(Entries from an annotation dataset)
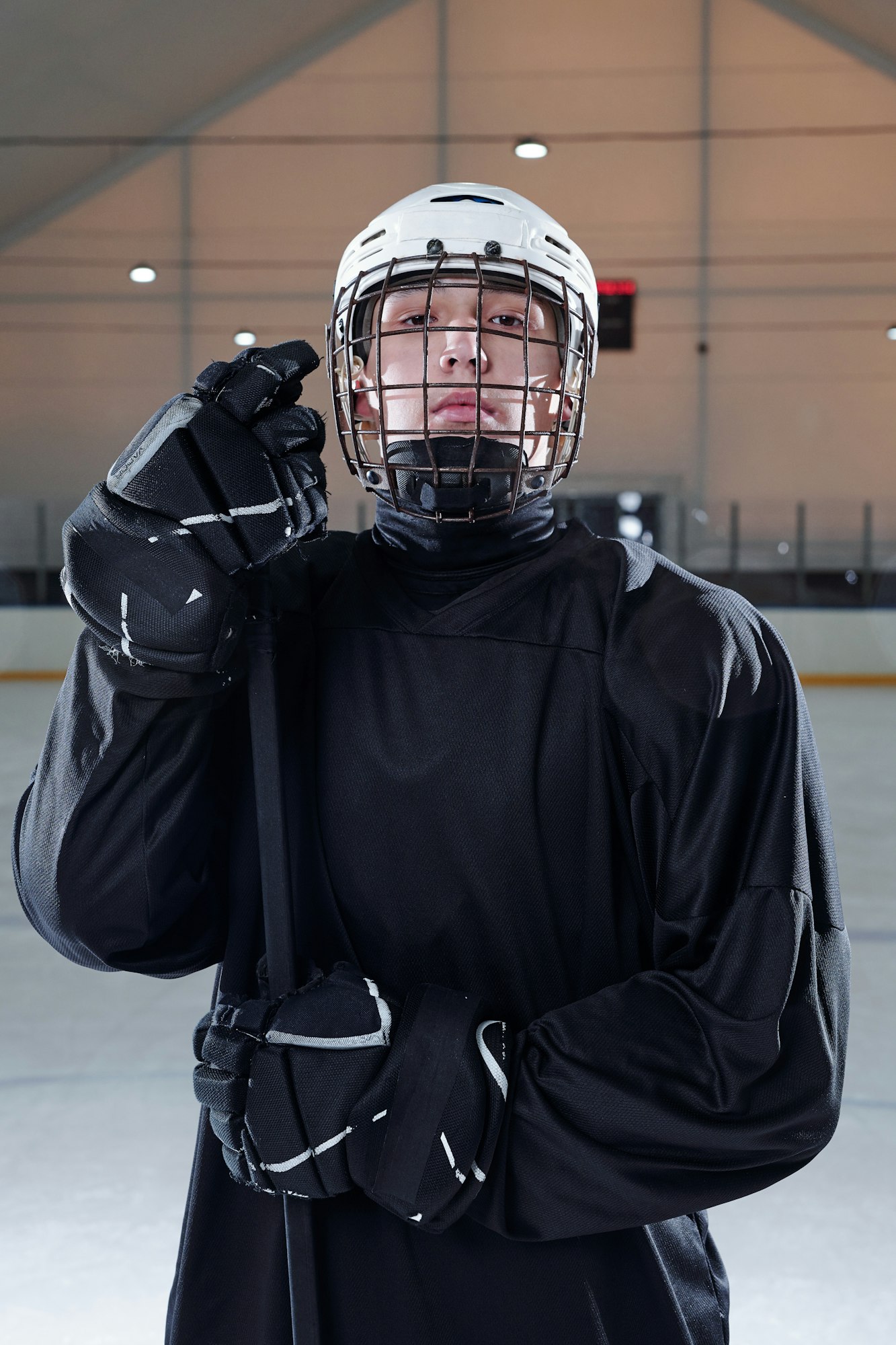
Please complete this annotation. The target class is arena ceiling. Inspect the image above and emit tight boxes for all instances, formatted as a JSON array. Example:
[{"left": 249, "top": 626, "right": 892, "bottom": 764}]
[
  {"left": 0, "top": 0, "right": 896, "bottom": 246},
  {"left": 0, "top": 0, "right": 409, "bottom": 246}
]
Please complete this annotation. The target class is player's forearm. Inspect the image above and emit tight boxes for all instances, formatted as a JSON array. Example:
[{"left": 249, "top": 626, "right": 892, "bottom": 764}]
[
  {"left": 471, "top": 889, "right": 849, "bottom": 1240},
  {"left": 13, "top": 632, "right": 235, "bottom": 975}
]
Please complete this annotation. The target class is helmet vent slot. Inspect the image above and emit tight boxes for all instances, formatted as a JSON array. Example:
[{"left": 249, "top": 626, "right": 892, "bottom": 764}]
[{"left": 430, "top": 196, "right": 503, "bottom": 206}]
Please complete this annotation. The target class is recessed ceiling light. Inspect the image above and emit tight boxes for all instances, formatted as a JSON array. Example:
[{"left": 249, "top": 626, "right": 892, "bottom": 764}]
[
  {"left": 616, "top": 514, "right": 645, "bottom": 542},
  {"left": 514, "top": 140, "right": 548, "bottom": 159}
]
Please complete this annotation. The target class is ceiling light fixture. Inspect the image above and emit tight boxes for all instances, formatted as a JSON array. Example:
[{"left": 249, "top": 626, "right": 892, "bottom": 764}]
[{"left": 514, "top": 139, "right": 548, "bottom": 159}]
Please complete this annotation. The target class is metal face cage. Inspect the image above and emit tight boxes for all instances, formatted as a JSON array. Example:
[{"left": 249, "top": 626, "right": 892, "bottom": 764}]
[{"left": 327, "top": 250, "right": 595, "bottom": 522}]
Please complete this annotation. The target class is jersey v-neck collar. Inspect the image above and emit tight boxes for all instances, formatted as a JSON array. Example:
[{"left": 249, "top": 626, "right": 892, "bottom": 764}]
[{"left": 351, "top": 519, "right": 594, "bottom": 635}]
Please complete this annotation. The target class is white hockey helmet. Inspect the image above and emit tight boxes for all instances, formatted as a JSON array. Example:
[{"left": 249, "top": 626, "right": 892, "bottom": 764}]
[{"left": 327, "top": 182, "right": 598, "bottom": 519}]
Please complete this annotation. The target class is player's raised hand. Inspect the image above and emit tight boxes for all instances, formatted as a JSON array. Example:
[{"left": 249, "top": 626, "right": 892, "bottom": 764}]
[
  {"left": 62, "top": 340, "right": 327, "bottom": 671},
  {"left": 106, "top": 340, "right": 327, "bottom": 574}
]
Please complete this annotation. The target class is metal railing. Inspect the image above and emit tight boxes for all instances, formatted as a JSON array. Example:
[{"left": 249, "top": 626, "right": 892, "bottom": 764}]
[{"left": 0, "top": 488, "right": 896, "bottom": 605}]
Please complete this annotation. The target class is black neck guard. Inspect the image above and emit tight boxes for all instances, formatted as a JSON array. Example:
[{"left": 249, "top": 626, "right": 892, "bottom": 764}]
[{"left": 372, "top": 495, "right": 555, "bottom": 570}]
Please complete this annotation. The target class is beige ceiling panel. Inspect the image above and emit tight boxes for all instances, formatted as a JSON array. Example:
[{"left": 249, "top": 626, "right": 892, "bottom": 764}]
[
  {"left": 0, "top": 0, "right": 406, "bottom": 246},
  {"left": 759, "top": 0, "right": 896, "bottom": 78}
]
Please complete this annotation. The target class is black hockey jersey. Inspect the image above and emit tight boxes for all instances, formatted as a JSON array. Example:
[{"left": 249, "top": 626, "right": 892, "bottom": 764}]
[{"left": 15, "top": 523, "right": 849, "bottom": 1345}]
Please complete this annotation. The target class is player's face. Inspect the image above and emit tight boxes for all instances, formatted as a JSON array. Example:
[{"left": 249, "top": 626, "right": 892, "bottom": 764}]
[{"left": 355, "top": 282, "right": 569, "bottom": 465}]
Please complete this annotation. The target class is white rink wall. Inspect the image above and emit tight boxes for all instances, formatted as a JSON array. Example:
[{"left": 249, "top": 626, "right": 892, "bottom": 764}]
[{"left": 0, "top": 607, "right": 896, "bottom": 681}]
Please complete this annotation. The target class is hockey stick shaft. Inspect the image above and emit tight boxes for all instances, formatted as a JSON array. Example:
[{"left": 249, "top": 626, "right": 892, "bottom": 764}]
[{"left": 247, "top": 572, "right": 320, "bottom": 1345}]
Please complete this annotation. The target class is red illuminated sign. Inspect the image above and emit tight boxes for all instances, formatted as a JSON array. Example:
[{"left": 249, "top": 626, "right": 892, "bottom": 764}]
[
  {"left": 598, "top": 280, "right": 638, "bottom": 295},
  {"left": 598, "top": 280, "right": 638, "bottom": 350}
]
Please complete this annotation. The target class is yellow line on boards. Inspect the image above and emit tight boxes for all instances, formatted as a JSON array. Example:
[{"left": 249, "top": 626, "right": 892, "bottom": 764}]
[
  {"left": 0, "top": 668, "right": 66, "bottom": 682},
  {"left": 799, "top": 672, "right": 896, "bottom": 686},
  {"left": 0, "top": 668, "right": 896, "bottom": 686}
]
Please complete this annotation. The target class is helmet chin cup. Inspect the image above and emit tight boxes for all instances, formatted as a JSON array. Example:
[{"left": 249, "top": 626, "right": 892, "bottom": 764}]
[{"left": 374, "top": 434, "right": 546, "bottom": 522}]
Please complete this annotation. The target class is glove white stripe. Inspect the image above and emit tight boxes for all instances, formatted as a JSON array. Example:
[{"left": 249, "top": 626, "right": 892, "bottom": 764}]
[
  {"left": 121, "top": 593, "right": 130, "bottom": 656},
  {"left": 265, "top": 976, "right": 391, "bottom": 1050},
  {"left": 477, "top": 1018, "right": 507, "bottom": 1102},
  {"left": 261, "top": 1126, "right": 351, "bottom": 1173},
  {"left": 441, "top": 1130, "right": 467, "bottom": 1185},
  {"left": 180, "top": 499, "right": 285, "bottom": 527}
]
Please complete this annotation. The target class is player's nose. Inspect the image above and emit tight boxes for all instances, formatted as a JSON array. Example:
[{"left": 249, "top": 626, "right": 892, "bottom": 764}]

• [EXERCISE]: Quote word for word the lines of the material starting with the line containing "is player's nose." and going on through the end of the material.

• [TASK SOLUTION]:
Please complete this annotation. The target class is player's nose. Inspect the image above and emit tight boxes for all instances, formatted as a JSON array. Example:
[{"left": 249, "top": 626, "right": 892, "bottom": 764}]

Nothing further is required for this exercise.